| TO BE DONE |
A - In the news article below about Becca Balint's delayed swearing-in, what subject did Balint teach before entering politics, and at what school level?
B - Retype the passage of the article below on Becca Balint's delayed swearing-in from "Balint was slated" up to and including "the speaker’s dais.".
C - Extend the article below about Becca Balint's delayed swearing-in, picking up after its final sentence.

| SOURCE |
______________________________

Vermont’s U.S. Rep.-elect Becca Balint still isn’t a sworn member of Congress.
Balint was slated to make history on Tuesday, when she and the rest of the 118th Congress typically would have taken their oaths of office. Upon her swearing-in, she was set to become Vermont’s first-ever female member of Congress, as well as the state’s first openly gay member. Her wife, children, parents and siblings all caravanned to Washington, D.C., for the occasion.
But the House’s typical proceedings ground to a halt when Republicans, who had narrowly won a majority in November’s midterms, failed to coalesce around Rep. Kevin McCarthy, of California, as speaker. More than a dozen members of the right-wing House Freedom Caucus have consistently defected, spoiling McCarthy’s already narrow path to the speaker’s dais.
Until a speaker is elected, Balint and her 434 colleagues cannot be sworn in. And so she waits: no longer a state senator, and not yet a member of Congress despite her overwhelming victory in November.
In a phone interview Friday morning, just before she returned to the floor to cast her twelfth ballot for the speaker’s race, Balint said she ended the day Thursday feeling discouraged.
“We were three days in with no end in sight,” she said. “And I want to get to work. I want to actually get stuff done, and we can’t. We’re just in this limbo, and that doesn’t feel good for any of us.”
Balint, a former middle school history teacher, admitted with a sense of geeky glee that it is extraordinary to witness history firsthand. When McCarthy failed his ninth attempt to the speakership on Thursday, he surpassed a record set in 1923 for the most ballots cast for a speaker since the Civil War.
“One of the things that we were talking about last night with the kids was that they’ve also been part of history,” she said. “So this stalemate, although it’s really unpleasant and inconvenient for family members, they were pretty excited that they could go back to their school and talk about how this hadn’t happened in this way for so long in history. So we’re trying to make lemonade out of lemons.”
But it’s not all lemonade: Balint’s parents and siblings, who traveled to D.C. to watch her make history, couldn’t stay long enough to watch her take the oath.

______________________________

| SUPPLIED MATERIAL |

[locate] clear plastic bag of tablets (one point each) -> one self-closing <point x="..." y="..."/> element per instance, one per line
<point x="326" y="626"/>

______________________________

| ANSWERS FOR THE TASKS |
A - History, at a middle school.

B -
Balint was slated to make history on Tuesday, when she and the rest of the 118th Congress typically would have taken their oaths of office. Upon her swearing-in, she was set to become Vermont’s first-ever female member of Congress, as well as the state’s first openly gay member. Her wife, children, parents and siblings all caravanned to Washington, D.C., for the occasion.
But the House’s typical proceedings ground to a halt when Republicans, who had narrowly won a majority in November’s midterms, failed to coalesce around Rep. Kevin McCarthy, of California, as speaker. More than a dozen members of the right-wing House Freedom Caucus have consistently defected, spoiling McCarthy’s already narrow path to the speaker’s dais.

C -
On Friday, it appeared that McCarthy had made some progress wooing the fringe of his Republican caucus. By the thirteenth vote, 15 former spoilers had changed their loyalties to McCarthy, though it still was not enough to secure him the post. In the closely divided House, and with Democrats unflinching in their support of Rep. Hakeem Jeffries, of New York, McCarthy can only afford to lose four GOP votes.
McCarthy’s progress appears to be largely attributed to him having offered even further concessions to the House Freedom Caucus in a series of negotiations. Those concessions include coveted committee assignments for the right wingers, and the implementation of a floor rule to “vacate the chair” — a parliamentary rule that can essentially oust a speaker, and which was ultimately the downfall of former Republican Speaker John Boehner.
Balint said Friday that she’s concerned about the concessions being made to some of the House’s most fringe conservatives.
“This is the result of the fact that the GOP has not dealt with their extremist problem. You’ve got people serving within the conference who still deny the election of President Biden, who still essentially support what happened on January 6th, who did not vote to certify the election,” she said. “Those elements are still there, and they haven’t cleaned their house yet, and so that was playing out across the chamber yesterday.”
The palace intrigue of the whole ordeal is captivating, of course. Ardent viewers of C-SPAN have noticed that, with no speaker in place to dictate the broadcasters’ rules, viewers have gotten the rare treat of close-shot camera angles within the House chamber, revealing members’ body language and facial expressions as they wheel and deal. (Typically, C-SPAN is limited to wide shots of the chamber, or a tight focus around a single speaker delivering a speech.) Capitol Hill correspondents’ accounts of lawmakers’ conversations have bordered on high school cafeteria gossip.
But for Vermonters and everyone else outside of the beltway, this week’s drama has real-world consequences. Until she is officially sworn in, Balint told VTDigger on Friday, her office is unable to get its state office up and running. No emails, no phones, nada. That means Vermont’s lone U.S. representative can’t offer constituent services for the time being.
Congressional offices provide Vermonters assistance with a range of federal government programs, including federal tax filings and returns, veterans affairs, social security benefits, immigration and more. Especially in a state with an aging population, Balint said, these services are vital.
“So we are chomping at the bit to get our constituent services up and running in Vermont, and that won’t be happening until I’m actually a Congressperson and am sworn in and we get everything set up,” Balint said.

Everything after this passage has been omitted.